**Task item**
What follows is a set of records. Retype them exactly, leaving out the pictures.

----------

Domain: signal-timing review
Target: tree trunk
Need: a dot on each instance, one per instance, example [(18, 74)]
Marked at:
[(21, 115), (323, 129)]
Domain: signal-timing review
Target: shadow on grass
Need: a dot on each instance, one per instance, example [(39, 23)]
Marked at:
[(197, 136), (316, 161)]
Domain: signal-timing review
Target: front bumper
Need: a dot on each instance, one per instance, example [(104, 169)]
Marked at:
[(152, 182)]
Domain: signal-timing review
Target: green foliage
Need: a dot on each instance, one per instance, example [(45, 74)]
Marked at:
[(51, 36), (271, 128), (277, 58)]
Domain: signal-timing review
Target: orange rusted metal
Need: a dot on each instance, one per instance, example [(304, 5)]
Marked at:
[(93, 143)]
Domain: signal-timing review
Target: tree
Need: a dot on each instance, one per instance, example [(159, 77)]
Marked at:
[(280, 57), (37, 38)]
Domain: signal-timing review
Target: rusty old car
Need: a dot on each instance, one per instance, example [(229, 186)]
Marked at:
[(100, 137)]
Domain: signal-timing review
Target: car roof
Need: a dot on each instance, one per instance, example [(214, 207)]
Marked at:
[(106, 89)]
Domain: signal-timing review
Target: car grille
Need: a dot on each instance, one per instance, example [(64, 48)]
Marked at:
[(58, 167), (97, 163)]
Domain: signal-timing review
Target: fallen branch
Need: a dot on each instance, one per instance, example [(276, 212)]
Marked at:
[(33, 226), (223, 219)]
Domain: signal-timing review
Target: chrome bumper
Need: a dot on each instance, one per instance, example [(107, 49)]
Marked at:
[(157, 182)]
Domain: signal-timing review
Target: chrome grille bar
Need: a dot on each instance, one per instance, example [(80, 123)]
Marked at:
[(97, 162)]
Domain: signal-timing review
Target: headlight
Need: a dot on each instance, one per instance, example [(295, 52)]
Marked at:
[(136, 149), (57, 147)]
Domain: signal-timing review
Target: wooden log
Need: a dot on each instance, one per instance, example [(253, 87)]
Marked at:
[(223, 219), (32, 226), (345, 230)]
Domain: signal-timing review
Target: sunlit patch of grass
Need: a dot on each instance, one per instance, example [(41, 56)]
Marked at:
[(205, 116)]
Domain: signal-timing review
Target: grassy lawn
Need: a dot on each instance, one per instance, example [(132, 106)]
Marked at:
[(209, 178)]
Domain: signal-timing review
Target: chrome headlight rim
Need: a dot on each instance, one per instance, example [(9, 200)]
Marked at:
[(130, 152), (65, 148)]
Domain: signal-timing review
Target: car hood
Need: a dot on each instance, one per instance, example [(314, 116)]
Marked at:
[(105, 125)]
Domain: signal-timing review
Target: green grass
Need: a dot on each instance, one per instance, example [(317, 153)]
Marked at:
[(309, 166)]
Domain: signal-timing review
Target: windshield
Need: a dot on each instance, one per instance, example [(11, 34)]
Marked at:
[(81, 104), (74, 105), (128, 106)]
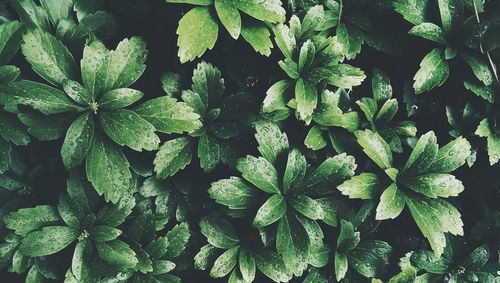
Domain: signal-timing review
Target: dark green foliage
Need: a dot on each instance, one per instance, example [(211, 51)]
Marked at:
[(310, 141)]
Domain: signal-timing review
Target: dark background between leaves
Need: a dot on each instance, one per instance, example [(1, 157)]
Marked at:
[(245, 70)]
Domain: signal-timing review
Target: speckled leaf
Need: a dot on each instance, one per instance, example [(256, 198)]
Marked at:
[(271, 211), (26, 220), (173, 155), (363, 186), (78, 140), (392, 202), (198, 31), (108, 169), (48, 57), (169, 116), (259, 172), (47, 241), (434, 71)]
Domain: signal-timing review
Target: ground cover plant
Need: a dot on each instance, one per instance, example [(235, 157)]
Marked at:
[(244, 141)]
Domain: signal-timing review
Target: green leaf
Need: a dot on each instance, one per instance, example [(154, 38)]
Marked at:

----------

**Written answer**
Domain: signal-timing review
Target: tree trunk
Need: a dot on each instance, one per instance, example [(18, 74)]
Marked at:
[(21, 115), (323, 129)]
Domain: signal-timing review
Target: shadow on grass
Need: a dot on each instance, one per instance, example [(39, 23)]
Marked at:
[(197, 136), (316, 161)]
Domain: signal-timing review
Target: front bumper
Need: a dot on each instance, one per instance, example [(104, 169)]
Marked at:
[(152, 182)]
Domain: signal-timing review
Target: green foliage
Need: a dot on each instance, one per instance, example [(45, 74)]
Marked at:
[(51, 36), (271, 128), (277, 58)]
Domain: signal-timing review
Target: orange rusted metal
Need: a dot on each instance, one per instance, example [(304, 5)]
Marked at:
[(93, 143)]
Domain: signal-timing review
Target: tree
Need: a dot on each instance, one per instance, example [(159, 77)]
Marked at:
[(280, 57), (37, 38)]
Domain: signal-timing review
Target: rusty old car
Need: a dot on each instance, one per instance, example [(229, 186)]
Marked at:
[(100, 137)]
Domain: signal-timing review
Target: car roof
Need: a dot on each instance, one per instance, example [(214, 207)]
Marked at:
[(106, 89)]
Domain: signal-timing review
Target: car grille
Need: a dot on each instance, one per instance, example [(64, 48)]
Marked at:
[(58, 167), (97, 163)]
Domain: signal-timing review
Target: fallen branch
Need: a dot on each instance, one per instance, example [(276, 212)]
Marked at:
[(33, 226), (223, 219)]
Domain: signal-timing review
Target: chrome bumper
Need: a dot on each instance, one per instance, example [(107, 49)]
Marked at:
[(157, 182)]
Domain: signal-timing review
Target: chrome grille bar
Need: a dot on each instance, one per instance, example [(80, 123)]
Marked at:
[(97, 162)]
Domain: signal-timing review
Target: headlight
Need: a dot on each instance, one per instance, example [(295, 52)]
Marked at:
[(136, 149), (57, 147)]
Domain: signal-timing review
Target: wooden log
Need: a dot on each instance, one per instance, example [(253, 87)]
Marked at:
[(223, 219), (32, 226), (345, 230)]
Domain: signal-timing review
Target: sunlit patch of grass
Need: a dot on each instance, one per instance, example [(41, 56)]
Marked at:
[(205, 116)]
Domain: signal-timing review
Target: grassy lawn
Need: a dot on each instance, one per instance, example [(132, 106)]
Marked at:
[(209, 178)]
Domain: signal-timing review
Target: chrome headlight rim
Need: a dot on each instance, one per instance, example [(9, 200)]
Marked at:
[(130, 152), (65, 148)]
Domain: signal-timing review
Target: car hood
Need: a dot on each instance, one per instance, example [(314, 116)]
Marked at:
[(105, 125)]
Domain: signal-timing review
Target: green grass
Need: a dot on each instance, one per instance, example [(317, 153)]
Marked at:
[(309, 166)]
Domain: signal-timing review
Target: windshield
Need: a dot on each instance, one per instance, example [(11, 34)]
Marked at:
[(81, 104), (74, 105), (128, 106)]
Domain: signal-timing review
Target: dark green foliage
Need: a dot on each instance, one per instance, example [(211, 51)]
Marked at:
[(310, 141)]
Domain: signal-timing review
Target: dark background between leaves
Need: a dot on each instance, one per instance, example [(1, 157)]
Marked at:
[(245, 70)]
Domain: signal-timing review
Target: speckled leaf
Need: a dot on each instance, one per instance, example [(256, 198)]
Marked at:
[(271, 211), (26, 220), (173, 155), (363, 186), (78, 140), (392, 202), (198, 31), (108, 169), (48, 57), (169, 116), (259, 172), (47, 241), (434, 71)]
Domain: signal-timing review
Target: ground cover plant
Need: a dot on each instance, one per instance, example [(235, 157)]
Marked at:
[(244, 141)]
Domain: signal-timing review
Target: green leaf
Need: a dot on each instance, one per instance, example [(154, 38)]
Marked at:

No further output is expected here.